Annotation dataset entries:

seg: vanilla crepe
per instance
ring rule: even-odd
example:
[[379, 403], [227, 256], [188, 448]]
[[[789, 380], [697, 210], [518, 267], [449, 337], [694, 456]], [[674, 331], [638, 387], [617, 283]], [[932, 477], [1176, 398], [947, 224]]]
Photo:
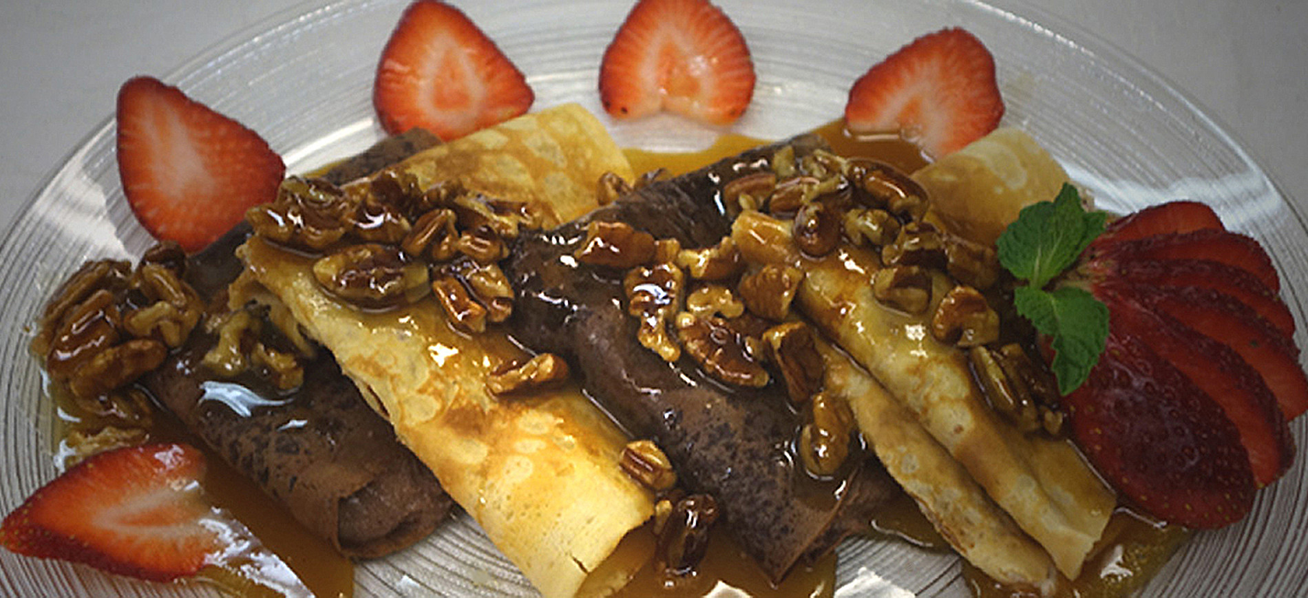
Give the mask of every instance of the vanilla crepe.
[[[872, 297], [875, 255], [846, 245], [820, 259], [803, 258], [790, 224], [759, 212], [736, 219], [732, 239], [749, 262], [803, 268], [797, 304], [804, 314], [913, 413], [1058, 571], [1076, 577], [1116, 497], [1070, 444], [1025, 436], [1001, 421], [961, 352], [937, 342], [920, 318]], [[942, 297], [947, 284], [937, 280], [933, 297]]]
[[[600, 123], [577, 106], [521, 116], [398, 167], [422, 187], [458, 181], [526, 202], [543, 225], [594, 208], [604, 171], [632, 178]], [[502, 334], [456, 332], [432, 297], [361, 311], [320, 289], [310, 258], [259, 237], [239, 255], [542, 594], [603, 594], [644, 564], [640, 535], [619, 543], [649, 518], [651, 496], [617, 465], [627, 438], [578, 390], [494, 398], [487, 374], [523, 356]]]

Request:
Reproduce all of the rows with "lemon tart" substituted for every occurrence of "vanilla crepe", changing nothing else. Leave the pictures out of the reproduced rows.

Expected answer:
seg: lemon tart
per instance
ring rule: even-odd
example:
[[379, 403], [227, 256], [188, 448]]
[[[789, 380], [697, 210], [518, 267], [449, 337], [694, 456]], [[674, 331], [638, 387], [617, 283]], [[932, 477], [1176, 398], [947, 224]]]
Photo:
Give the mask of every instance of the lemon tart.
[[[872, 297], [875, 255], [846, 245], [820, 259], [803, 258], [790, 224], [759, 212], [736, 219], [732, 239], [749, 262], [803, 268], [797, 304], [804, 314], [913, 413], [1058, 571], [1076, 577], [1116, 497], [1070, 444], [1025, 436], [1001, 421], [961, 352], [937, 342], [920, 318]], [[942, 297], [947, 284], [937, 280], [933, 297]]]
[[[600, 123], [577, 106], [521, 116], [398, 167], [422, 187], [458, 181], [526, 202], [543, 225], [594, 208], [604, 171], [632, 178]], [[502, 334], [456, 332], [432, 297], [361, 311], [320, 289], [310, 258], [259, 237], [239, 255], [542, 594], [603, 594], [644, 564], [640, 535], [619, 543], [649, 518], [651, 496], [617, 465], [627, 438], [578, 390], [494, 398], [487, 374], [523, 356]]]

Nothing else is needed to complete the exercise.